─── Selected excerpt
Once upon a time, I climbed mountains and flew across oceans.  I had a passion and I wanted to offer it to the world.  I prayed aloud all the time.  In the arms of my dearest friends and with complete strangers at the next gas pump.

Somewhere along the way, that fire quieted down until only embers were left.

I think I got lost in the haze of day-to-day.  Over the last decade, my adventures have consisted of navigating Walmart without getting our faces on the evening news.  The only mountains I’ve climbed lately are the lofty peaks in the laundry room that I have to step on to get to the dryer.

When I became a mother, I think I hit the pause button and entered some kind of self-imposed hiatus on me.

My life now focused on sleep schedules and potty training, supporting my husband through nursing school, encouraging him in his music ministry, arranging the therapy schedules, and somehow making sure each one felt loved and validated.

Moms.  You get what I’m saying.  It’s in our nature to give and give and give to our families.
──────
─── Dataset
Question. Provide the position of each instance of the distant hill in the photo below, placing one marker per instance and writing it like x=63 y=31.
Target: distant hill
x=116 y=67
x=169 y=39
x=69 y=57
──────
__Required actions__
- A) Decide whether each statement agrees with the essay on motherhood and a faded passion, answering yes or no and quoting the words of the essay that settle it: (i) The writer used to pray aloud even with strangers at a gas pump. (ii) The writer's husband went through law school. (iii) The writer says the old fire went out completely.
- B) Write the next part of the essay on motherhood and a faded passion, picking up after its final sentence.

__Results for each task__
- A)
(i) Yes: "with complete strangers at the next gas pump."
(ii) No: "supporting my husband through nursing school"
(iii) No: "that fire quieted down until only embers were left."

- B)
And that is part of what makes a mom so fiercely beautiful.  It works until the time comes when we have nothing left of ourselves to give.

That is where I was two weeks ago.  Drained.  Short-tempered.  Exhausted.  Spiritually parched.  Easily frustrated.

I was getting everything in place for me to go to a leadership conference.  I was pretty nervous because no one else from my MOPS group could go with me.  I would be on my own, not knowing a single one of the few thousand other moms that would be there.

And a funny thing happened.

It started slowly with just a glimpse here and there on the flight to Kansas City.  Then the flashes came more frequently until, on the second day of the conference, I caught my reflection in a Starbucks window.

It was me.  Me me.  I saw it in my eyes and heard it in my laugh.

I left home with a heavy cloak of expectations tied tight around my shoulders.  But there at MOMcon, it was a blank canvas.  No one knew me.  They didn’t expect anything of me.  I wasn’t “supposed” to be acting or speaking a certain way to fulfill the roles of Jake’s wife and the kids’ mom.

I was Ashley.  The cloak had been dropped somewhere along the way.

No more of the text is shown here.